◆ **DATA FOR REVIEW**

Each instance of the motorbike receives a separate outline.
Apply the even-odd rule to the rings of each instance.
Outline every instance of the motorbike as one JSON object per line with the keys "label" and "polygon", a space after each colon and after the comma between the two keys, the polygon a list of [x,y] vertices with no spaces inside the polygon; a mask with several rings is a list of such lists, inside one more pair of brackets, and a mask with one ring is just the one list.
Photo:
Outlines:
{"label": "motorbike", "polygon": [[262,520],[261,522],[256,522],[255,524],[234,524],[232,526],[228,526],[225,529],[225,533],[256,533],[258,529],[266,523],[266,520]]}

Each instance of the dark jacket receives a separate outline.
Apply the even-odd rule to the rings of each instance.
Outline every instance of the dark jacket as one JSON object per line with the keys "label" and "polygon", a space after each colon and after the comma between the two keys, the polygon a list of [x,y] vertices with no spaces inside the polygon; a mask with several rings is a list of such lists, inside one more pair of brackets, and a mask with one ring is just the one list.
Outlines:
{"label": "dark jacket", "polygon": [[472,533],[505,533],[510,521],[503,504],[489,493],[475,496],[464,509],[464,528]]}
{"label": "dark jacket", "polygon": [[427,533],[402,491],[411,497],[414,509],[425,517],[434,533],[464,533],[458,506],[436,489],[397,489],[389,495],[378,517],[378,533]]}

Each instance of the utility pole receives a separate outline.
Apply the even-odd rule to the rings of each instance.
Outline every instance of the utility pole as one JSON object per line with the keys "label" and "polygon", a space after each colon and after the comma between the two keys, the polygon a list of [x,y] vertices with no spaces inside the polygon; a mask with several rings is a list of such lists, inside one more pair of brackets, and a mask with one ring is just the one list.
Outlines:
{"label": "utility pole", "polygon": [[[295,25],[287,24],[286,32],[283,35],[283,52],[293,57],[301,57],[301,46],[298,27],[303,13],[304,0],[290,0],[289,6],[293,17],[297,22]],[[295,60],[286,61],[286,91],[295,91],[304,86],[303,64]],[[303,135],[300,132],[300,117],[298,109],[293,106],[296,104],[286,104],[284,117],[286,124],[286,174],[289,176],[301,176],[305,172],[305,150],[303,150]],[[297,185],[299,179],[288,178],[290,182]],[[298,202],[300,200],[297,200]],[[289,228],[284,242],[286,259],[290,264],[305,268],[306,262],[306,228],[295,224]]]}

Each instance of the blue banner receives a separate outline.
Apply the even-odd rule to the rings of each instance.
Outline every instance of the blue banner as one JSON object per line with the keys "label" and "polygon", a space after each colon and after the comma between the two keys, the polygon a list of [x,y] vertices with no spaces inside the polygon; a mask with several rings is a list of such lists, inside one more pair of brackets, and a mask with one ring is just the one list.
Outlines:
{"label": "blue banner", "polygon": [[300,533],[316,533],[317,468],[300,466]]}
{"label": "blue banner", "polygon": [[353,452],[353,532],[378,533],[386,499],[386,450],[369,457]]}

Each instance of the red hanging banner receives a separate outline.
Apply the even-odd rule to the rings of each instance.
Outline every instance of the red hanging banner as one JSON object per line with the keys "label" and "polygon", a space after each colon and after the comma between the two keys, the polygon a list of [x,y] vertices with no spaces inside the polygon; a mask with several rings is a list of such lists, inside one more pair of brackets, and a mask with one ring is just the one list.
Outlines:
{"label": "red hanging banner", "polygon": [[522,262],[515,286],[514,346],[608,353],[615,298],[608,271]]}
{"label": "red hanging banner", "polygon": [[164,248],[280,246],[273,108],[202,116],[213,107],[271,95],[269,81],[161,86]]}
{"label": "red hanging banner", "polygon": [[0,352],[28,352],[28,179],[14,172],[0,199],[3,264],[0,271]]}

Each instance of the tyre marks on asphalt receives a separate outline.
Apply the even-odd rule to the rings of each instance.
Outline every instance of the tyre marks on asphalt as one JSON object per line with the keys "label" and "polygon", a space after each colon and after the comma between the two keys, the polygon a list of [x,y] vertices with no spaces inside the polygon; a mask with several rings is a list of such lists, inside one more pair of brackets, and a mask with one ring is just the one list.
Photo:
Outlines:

◆ **PROBLEM**
Restate the material exactly, from its opening line to its closing one.

◆ **COMPLETED EXERCISE**
Each instance of the motorbike receives a separate outline.
Apply the even-odd rule to the rings of each instance.
Outline every instance of the motorbike as one JSON object per line with the keys "label" and "polygon", a space after each colon and after the comma between the two keys, the polygon a list of [x,y] vertices with no spaces inside the polygon; a mask with several rings is a list of such lists, inside one more pair of brackets, and a mask with one ring is just the one list.
Photo:
Outlines:
{"label": "motorbike", "polygon": [[262,520],[261,522],[256,522],[255,524],[234,524],[232,526],[228,526],[225,529],[225,533],[256,533],[258,529],[266,523],[266,520]]}

Each instance of the dark jacket receives a separate outline.
Apply the even-odd rule to the rings of each instance.
Outline every instance of the dark jacket as one JSON object per line with the keys "label" and "polygon", a space after each colon and after the comma between the two keys, the polygon a list of [x,y] vertices with no spaces inside the polygon; a mask with several rings is a list of such lists, inside one more pair of brackets, and a mask with one ring is just the one list.
Outlines:
{"label": "dark jacket", "polygon": [[472,533],[505,533],[510,521],[503,504],[489,493],[475,496],[464,509],[464,528]]}
{"label": "dark jacket", "polygon": [[427,533],[402,491],[411,497],[414,509],[425,517],[434,533],[464,533],[458,506],[436,489],[397,489],[389,495],[378,517],[378,533]]}

Each instance of the utility pole receives a separate outline.
Apply the even-odd rule to the rings of each instance.
Outline every instance of the utility pole as one JSON object per line with the keys "label" and "polygon", a space after each colon and after the comma between the two keys, the polygon a list of [x,y] vertices with no spaces inside the polygon; a mask with several rings is a list of such lists, inside one more pair of brackets, and a mask with one ring is just the one list.
Outlines:
{"label": "utility pole", "polygon": [[[295,25],[287,24],[286,32],[283,35],[283,52],[293,57],[301,57],[301,46],[298,27],[303,13],[304,0],[290,0],[289,6],[293,17],[297,22]],[[295,60],[286,61],[286,91],[295,91],[304,86],[303,64]],[[303,135],[300,132],[300,117],[298,109],[293,106],[296,104],[286,104],[284,117],[286,124],[286,174],[289,176],[301,176],[305,172],[305,150],[303,150]],[[297,185],[299,179],[288,178],[290,182]],[[298,202],[300,200],[297,200]],[[289,228],[284,242],[286,259],[290,264],[305,268],[306,262],[306,228],[295,224]]]}

Each instance of the blue banner receives a separate outline.
Apply the even-odd rule to the rings of each instance.
Outline every instance of the blue banner as one JSON object per line with the keys "label" and "polygon", a space after each colon and after the comma between the two keys, the polygon a list of [x,y] vertices with no spaces inside the polygon; a mask with several rings is a list of such lists, inside one more pair of brackets, and a mask with one ring is just the one list.
Outlines:
{"label": "blue banner", "polygon": [[300,533],[316,533],[317,468],[300,466]]}
{"label": "blue banner", "polygon": [[353,452],[353,532],[378,533],[386,499],[386,450],[369,457]]}

Each instance of the red hanging banner receives a separate outline.
Apply the even-odd rule to the rings of each instance.
Outline every instance of the red hanging banner as one JSON object per line with the keys "label" and "polygon", a space after each colon and after the comma between the two keys, the polygon a list of [x,y] vertices with no spaces inside the polygon; a mask with several rings is a list of such lists, inside one more pair of brackets, and a mask with one ring is just the one list.
Outlines:
{"label": "red hanging banner", "polygon": [[522,262],[515,286],[514,346],[608,353],[615,298],[608,271]]}
{"label": "red hanging banner", "polygon": [[164,248],[280,246],[273,108],[202,116],[213,107],[271,95],[269,81],[161,86]]}
{"label": "red hanging banner", "polygon": [[0,352],[28,352],[28,179],[14,172],[0,199],[3,264],[0,271]]}

Each instance of the tyre marks on asphalt receives a separate outline.
Apply the even-odd rule to the rings of each instance.
Outline every instance of the tyre marks on asphalt as one JSON object per line with the keys "label" and "polygon", a space after each colon and after the comma between the two keys, the polygon a list of [x,y] vertices with no spaces inside the polygon; a mask with several rings is a list of such lists, inside one more pair of brackets, and a mask with one ring is just the one list.
Photo:
Outlines:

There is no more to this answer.